(Provided entries Opens)

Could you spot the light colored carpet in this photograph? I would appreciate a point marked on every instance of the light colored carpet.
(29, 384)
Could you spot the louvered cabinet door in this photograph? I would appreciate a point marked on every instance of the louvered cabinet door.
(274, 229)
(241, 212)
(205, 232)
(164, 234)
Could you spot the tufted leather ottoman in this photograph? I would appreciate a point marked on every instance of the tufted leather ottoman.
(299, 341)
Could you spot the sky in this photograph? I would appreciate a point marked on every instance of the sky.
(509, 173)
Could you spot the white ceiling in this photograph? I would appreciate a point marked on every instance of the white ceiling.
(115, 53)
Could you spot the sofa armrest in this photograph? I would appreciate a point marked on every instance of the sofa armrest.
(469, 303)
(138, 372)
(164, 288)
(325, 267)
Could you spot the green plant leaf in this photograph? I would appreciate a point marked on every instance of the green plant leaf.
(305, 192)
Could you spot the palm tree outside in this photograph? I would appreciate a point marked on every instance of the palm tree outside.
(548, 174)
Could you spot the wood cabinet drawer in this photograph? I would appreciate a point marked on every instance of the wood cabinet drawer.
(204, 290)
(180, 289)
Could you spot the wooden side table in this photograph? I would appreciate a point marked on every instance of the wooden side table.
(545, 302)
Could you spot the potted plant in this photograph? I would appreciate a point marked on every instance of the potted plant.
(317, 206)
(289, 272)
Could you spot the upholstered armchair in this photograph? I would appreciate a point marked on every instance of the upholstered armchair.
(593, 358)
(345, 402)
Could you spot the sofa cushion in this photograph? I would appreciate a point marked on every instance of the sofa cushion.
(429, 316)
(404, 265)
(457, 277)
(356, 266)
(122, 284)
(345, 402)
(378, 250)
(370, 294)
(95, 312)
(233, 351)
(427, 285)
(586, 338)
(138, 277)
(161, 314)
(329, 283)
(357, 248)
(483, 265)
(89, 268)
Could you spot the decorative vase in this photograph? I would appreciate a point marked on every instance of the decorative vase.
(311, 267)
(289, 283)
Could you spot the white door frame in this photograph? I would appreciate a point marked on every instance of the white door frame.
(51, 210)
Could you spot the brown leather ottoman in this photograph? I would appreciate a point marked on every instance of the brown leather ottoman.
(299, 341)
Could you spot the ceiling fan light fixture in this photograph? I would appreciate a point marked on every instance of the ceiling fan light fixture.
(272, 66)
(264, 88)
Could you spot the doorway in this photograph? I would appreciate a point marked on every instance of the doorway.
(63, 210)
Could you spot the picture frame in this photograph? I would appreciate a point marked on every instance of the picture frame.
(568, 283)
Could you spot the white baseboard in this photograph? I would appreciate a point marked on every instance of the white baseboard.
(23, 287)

(Provided entries Closes)

Retype all of the records so that every line matches the original exactly.

Could you spot the light colored carpet in this photograph? I would appreciate a point marked on every instance of the light colored carpet.
(29, 384)
Could you spot the louvered cabinet door in this photograph? I would appreciate a point marked on every instance of the louvered cabinet door.
(274, 229)
(241, 212)
(205, 232)
(164, 234)
Could you spot the tufted leather ottoman in this photograph? I would appreciate a point marked on every instance of the tufted leather ottoman.
(299, 341)
Could you spot the sky in this photograph? I would appreciate a point marked on every instance of the sky.
(509, 173)
Could you spot the white ceiling in this photograph? I would appreciate a point marked on every instance of the white ceiling.
(115, 53)
Could you spot the sofa armrest in this photograph? I would appreciate a point marked on every instance of the sofa armrest.
(469, 303)
(138, 372)
(164, 288)
(325, 267)
Could you spot the green plant leaf in this photograph? I would appreciate a point marked on every instance of the green plant leaf.
(305, 192)
Could you spot the palm tree outside in this photograph? I would appreciate a point marked on every instance of the palm tree outside.
(548, 174)
Could you spot the wood cabinet drawer in this photograph? I would appreciate a point marked on every instance of the wood cabinet drawer.
(204, 290)
(180, 289)
Could you spot the wooden side table in this photograph? I would appreciate a point marked on every instance of the wooden side table.
(545, 302)
Could you spot the potted plant in this photograph? I would appreciate a point marked on every instance of the potted plant.
(317, 206)
(289, 272)
Could you spot the upholstered armchair in this photograph? I would appreciate a point marked on every instance of the upholstered armchair.
(593, 358)
(345, 402)
Could you spot the sofa cushion in this photograph? I would appreciate a point marked on every instance of the sofa cushion.
(429, 316)
(404, 265)
(457, 277)
(356, 266)
(122, 284)
(345, 402)
(378, 250)
(370, 294)
(95, 312)
(233, 351)
(427, 285)
(586, 338)
(138, 277)
(161, 314)
(329, 283)
(357, 248)
(483, 265)
(89, 268)
Could you spot the decorative vase in this photograph? I would appreciate a point marked on every instance of the decorative vase.
(311, 267)
(289, 283)
Could you spot the white door frame in this photograph? I would appreciate a point marked on every instance of the white door frame.
(51, 210)
Could you spot the brown leather ottoman in this photograph? I would appreciate a point marked on every instance of the brown leather ottoman.
(299, 341)
Could you spot the ceiling fan light fixture in this photograph? I would appreciate a point marked on every instance of the ceiling fan light fixture.
(272, 66)
(264, 88)
Could you spot the doorway in this photograph? I would appreciate a point marked on every instance of the doorway.
(63, 210)
Could you spot the picture frame in this photograph? I would appreciate a point marked on every instance of the picture frame.
(568, 283)
Could you spot the white baseboard in this photograph? I would appreciate a point marked on every instance of the white baseboard.
(23, 287)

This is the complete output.